Given problem> Copy every line of the data below word for word, keeping the same order and the same coordinates.

Pointing and labeling entries>
▼

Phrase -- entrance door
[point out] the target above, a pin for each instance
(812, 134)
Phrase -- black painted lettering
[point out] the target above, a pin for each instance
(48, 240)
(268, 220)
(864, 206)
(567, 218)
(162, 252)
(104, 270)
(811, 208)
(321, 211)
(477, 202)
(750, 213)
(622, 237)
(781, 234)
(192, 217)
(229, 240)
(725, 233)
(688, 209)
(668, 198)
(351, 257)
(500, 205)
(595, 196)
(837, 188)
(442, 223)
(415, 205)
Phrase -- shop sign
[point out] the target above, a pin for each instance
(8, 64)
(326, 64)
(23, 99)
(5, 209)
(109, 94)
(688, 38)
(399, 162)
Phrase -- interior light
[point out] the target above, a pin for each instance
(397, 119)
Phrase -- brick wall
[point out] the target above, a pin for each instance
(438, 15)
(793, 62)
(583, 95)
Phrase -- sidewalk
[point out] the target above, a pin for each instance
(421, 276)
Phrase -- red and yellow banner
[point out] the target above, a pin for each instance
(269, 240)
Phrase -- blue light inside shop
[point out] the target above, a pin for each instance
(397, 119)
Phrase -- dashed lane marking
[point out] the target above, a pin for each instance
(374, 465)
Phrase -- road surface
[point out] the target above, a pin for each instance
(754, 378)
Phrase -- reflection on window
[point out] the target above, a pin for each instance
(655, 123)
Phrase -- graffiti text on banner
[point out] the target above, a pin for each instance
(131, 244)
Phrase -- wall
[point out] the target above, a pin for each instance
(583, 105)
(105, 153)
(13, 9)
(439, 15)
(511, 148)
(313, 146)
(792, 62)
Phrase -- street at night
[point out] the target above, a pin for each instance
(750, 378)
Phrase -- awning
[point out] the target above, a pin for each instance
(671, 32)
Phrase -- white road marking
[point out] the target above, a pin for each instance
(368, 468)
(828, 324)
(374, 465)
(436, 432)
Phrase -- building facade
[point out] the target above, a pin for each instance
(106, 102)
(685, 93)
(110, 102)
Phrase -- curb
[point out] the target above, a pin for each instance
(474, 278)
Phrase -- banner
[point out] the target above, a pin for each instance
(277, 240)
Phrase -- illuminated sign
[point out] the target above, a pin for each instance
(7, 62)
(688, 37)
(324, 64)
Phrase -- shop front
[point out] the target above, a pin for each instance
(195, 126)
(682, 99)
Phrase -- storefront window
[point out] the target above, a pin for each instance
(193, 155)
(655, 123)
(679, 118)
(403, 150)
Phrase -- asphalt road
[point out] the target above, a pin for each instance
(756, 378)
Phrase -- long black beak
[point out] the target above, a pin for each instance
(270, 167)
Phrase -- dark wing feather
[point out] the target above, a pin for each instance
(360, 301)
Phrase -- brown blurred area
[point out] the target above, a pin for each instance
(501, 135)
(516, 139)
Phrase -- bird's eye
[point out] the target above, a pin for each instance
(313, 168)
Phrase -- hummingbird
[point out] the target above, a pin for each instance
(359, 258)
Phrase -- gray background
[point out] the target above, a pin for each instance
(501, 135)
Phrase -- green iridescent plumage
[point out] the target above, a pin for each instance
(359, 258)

▲

Correct response>
Phrase -- entrance door
[point out] the target above, a pin for each instance
(812, 134)
Phrase -- black painted lettering
[point out] the target above, a pin for each instance
(48, 240)
(268, 220)
(864, 206)
(567, 218)
(162, 252)
(104, 270)
(811, 208)
(321, 211)
(477, 202)
(750, 213)
(622, 237)
(781, 234)
(192, 217)
(229, 240)
(725, 233)
(688, 209)
(668, 198)
(351, 257)
(500, 205)
(595, 196)
(837, 188)
(442, 223)
(415, 205)
Phrase -- shop sign
[point out] the target above, a pin for each instance
(8, 64)
(326, 64)
(23, 99)
(5, 209)
(109, 94)
(688, 38)
(399, 162)
Phrase -- interior light
[point out] the target above, a pin for each instance
(397, 119)
Phrase -- brick wall
[point out] the target above, a pin for each instance
(438, 15)
(793, 62)
(583, 95)
Phrase -- sidewalk
[point out] the target above, a pin for each instance
(421, 276)
Phrase -- red and yellow banner
[point out] the target above, a pin for each instance
(269, 240)
Phrase -- blue light inside shop
[point out] the target above, a pin for each instance
(397, 119)
Phrase -- dashed lane marking
[point out] the target above, a pin for each instance
(374, 465)
Phrase -- road surface
[point out] the target above, a pin for each instance
(754, 378)
Phrase -- reflection on window
[point out] the target above, a pin for each instance
(655, 123)
Phrase -- graffiti text on banner
[point out] the target above, a pin for each instance
(131, 244)
Phrase -- wall
[point out] the target above, a pin for each instance
(583, 105)
(105, 153)
(13, 9)
(439, 15)
(511, 148)
(313, 146)
(792, 62)
Phrase -- street at night
[point out] the target above, a pin for each instance
(750, 378)
Phrase -- awning
[point out] the target above, a pin for each instance
(671, 32)
Phrase -- white road marking
[point out] the target above, a pin for each instance
(368, 468)
(828, 324)
(374, 465)
(436, 432)
Phrase -- building facade
[point out] the target above, a pin for each instance
(106, 102)
(685, 93)
(110, 102)
Phrase -- curb
[point out] the target above, a pin for each instance
(474, 278)
Phrase -- banner
[point out] the target above, a pin for each instance
(277, 240)
Phrase -- illuminated sign
[point out] the target above, a pin for each instance
(7, 62)
(688, 37)
(324, 64)
Phrase -- shop front
[point out] the target above, a pin for each instance
(195, 126)
(682, 99)
Phrase -- storefront window
[point out] the target above, a pin for each instance
(193, 155)
(655, 123)
(679, 118)
(403, 150)
Phrase -- asphalt road
[point out] the target above, a pin for each instance
(756, 378)
Phrase -- long black beak
[point out] the target above, a pin for each instance
(270, 167)
Phrase -- dark wing feather
[point out] the target above, a pin for each instance
(360, 301)
Phrase -- brown blurred area
[point out] the target above, a pin for each instance
(501, 135)
(516, 139)
Phrase -- bird's eye
[point out] the target above, a pin for each instance
(313, 168)
Phrase -- hummingbird
[point out] the target above, a pin for each instance
(359, 258)
Phrase -- gray background
[point out] the target above, a pin for each instance
(501, 135)
Phrase -- green iridescent plumage
[point out] the target above, a pin for each instance
(359, 258)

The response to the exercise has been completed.